[REQUIRED ACTION] Among the records that follow, set down only the lines from the one containing "Target: small dark window" to the one containing "Target: volute carving", both included, exactly.

====== RECORDS SHOWN

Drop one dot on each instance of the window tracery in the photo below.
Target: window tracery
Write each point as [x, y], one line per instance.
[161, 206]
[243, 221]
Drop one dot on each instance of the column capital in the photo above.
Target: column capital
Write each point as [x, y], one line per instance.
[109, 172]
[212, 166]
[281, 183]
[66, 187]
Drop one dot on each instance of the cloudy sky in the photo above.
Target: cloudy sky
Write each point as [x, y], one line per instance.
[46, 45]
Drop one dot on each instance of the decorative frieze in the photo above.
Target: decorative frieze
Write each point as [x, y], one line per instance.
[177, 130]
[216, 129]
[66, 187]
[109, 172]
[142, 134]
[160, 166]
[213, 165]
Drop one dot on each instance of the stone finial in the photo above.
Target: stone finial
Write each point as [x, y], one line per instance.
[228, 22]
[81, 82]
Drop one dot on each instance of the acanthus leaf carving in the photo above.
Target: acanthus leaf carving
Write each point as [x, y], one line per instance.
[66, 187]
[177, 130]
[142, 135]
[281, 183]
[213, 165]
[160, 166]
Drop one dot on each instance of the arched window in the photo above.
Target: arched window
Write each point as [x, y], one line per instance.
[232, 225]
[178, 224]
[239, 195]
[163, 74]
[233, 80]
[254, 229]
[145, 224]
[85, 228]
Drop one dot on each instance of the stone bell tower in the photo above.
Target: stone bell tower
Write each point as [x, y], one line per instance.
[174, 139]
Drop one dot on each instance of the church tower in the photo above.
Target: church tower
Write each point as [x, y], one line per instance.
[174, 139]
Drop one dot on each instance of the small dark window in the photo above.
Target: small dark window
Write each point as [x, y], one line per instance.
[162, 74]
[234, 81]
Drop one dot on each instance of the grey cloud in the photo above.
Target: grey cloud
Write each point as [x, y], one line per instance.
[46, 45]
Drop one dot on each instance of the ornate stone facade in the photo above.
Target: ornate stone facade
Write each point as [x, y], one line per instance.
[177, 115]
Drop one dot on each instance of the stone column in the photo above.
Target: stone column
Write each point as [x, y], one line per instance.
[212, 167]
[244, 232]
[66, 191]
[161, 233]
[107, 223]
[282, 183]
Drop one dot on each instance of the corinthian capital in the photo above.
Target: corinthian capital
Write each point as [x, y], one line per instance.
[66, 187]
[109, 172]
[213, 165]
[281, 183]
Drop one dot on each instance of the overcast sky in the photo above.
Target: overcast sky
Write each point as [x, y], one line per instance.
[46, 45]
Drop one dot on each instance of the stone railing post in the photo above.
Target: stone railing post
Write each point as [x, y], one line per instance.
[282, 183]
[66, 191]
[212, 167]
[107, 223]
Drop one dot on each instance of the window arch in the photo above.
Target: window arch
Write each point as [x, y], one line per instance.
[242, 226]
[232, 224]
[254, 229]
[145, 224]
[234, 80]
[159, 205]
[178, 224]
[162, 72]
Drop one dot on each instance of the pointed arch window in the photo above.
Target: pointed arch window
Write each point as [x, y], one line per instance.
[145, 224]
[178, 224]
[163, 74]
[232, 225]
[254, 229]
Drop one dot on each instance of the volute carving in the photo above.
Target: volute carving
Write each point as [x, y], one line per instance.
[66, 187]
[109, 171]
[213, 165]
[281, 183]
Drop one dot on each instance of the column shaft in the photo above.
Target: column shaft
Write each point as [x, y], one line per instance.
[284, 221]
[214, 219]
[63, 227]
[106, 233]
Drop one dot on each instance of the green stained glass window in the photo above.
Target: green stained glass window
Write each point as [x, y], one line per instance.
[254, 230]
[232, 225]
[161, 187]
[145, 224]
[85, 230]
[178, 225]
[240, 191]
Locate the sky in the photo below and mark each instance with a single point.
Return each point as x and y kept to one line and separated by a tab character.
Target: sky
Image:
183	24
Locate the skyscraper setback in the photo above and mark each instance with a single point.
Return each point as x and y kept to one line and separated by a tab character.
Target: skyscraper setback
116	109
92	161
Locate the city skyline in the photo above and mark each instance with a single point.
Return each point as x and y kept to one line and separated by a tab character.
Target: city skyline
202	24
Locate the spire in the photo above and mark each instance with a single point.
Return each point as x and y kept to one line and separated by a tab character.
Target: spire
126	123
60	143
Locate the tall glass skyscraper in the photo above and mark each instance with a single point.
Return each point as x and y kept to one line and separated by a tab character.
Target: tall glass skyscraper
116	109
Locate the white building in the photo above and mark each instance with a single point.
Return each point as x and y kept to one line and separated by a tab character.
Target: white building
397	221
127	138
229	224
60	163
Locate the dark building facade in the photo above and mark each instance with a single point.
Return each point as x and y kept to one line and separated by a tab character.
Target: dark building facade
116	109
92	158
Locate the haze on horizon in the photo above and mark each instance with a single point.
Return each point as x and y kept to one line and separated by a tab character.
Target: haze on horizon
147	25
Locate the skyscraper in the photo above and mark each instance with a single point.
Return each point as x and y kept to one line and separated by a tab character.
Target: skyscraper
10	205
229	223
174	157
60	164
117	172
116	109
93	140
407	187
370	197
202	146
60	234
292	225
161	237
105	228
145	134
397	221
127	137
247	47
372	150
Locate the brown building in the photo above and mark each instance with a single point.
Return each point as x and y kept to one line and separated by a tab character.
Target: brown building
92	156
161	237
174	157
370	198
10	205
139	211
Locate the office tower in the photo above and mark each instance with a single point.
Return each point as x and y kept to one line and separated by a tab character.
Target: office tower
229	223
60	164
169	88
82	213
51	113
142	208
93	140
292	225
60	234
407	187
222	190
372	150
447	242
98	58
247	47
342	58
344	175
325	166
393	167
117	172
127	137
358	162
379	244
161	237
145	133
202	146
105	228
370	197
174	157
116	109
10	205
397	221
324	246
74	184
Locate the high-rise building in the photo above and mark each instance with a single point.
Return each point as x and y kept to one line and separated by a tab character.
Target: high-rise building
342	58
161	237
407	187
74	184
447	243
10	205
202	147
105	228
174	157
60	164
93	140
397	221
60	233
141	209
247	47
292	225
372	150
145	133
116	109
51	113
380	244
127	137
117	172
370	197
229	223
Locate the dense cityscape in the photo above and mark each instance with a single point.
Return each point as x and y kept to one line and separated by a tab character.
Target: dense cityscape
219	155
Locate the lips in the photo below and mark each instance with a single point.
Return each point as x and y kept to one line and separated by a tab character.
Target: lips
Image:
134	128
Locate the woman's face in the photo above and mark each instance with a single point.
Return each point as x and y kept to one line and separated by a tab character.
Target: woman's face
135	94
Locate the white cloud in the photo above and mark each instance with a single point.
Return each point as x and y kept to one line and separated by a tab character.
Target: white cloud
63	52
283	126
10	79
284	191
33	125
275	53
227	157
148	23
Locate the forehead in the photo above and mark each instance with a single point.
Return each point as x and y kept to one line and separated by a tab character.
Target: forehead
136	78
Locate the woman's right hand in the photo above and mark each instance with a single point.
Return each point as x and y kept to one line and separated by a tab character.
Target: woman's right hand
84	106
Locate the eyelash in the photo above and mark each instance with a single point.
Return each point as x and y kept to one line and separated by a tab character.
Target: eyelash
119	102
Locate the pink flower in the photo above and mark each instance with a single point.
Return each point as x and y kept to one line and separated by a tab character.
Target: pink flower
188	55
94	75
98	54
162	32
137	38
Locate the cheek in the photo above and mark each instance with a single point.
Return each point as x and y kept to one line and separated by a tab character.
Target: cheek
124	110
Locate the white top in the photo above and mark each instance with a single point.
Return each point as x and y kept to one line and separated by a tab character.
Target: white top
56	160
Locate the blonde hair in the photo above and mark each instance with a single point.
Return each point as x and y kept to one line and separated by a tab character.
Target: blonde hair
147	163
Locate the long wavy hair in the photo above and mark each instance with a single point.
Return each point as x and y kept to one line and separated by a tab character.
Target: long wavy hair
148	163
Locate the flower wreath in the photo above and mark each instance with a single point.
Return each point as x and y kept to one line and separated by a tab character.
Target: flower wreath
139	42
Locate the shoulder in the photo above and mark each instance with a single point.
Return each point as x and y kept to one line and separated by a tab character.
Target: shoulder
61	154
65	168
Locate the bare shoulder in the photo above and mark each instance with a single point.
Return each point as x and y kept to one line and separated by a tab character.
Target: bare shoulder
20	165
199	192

============

[FINAL ANSWER]
Target: small dark window
Write each point as [x, y], one line per instance.
[162, 74]
[234, 81]
Drop one dot on each instance of the grey cloud in the photo above.
Target: grey cloud
Write each point as [x, y], one line per instance.
[46, 45]
Drop one dot on each instance of the ornate stone facade in the photo above.
Target: ornate stone facade
Write each point as [x, y], one line per instance.
[177, 115]
Drop one dot on each instance of the stone column in the photo above.
Target: stone column
Write each point as [x, y], one line per instance.
[212, 167]
[244, 232]
[66, 191]
[161, 233]
[107, 223]
[282, 183]
Drop one dot on each instance of the corinthian capital in the photo above.
Target: corinthian capital
Write each point as [x, y], one line per instance.
[66, 187]
[109, 172]
[213, 165]
[281, 183]
Drop one dot on each instance of the overcast sky in the photo above.
Target: overcast sky
Write each point as [x, y], one line per instance.
[46, 45]
Drop one dot on each instance of the stone railing post in the photo above.
Target: stone railing post
Write each point as [x, y], one line per instance.
[282, 183]
[66, 191]
[212, 167]
[107, 223]
Drop one dot on each instance of the window arch in the photo above.
Target: window arch
Write each point as [x, y], one line per instance.
[242, 226]
[232, 224]
[254, 229]
[145, 224]
[234, 80]
[159, 205]
[178, 224]
[162, 72]
Drop one dot on each instance of the pointed arch window in the photo above.
Target: pointed arch window
Write each point as [x, y], one line per instance.
[145, 224]
[178, 224]
[163, 74]
[232, 225]
[254, 229]
Drop one dot on each instance of the volute carving in the photo above.
Target: volute carving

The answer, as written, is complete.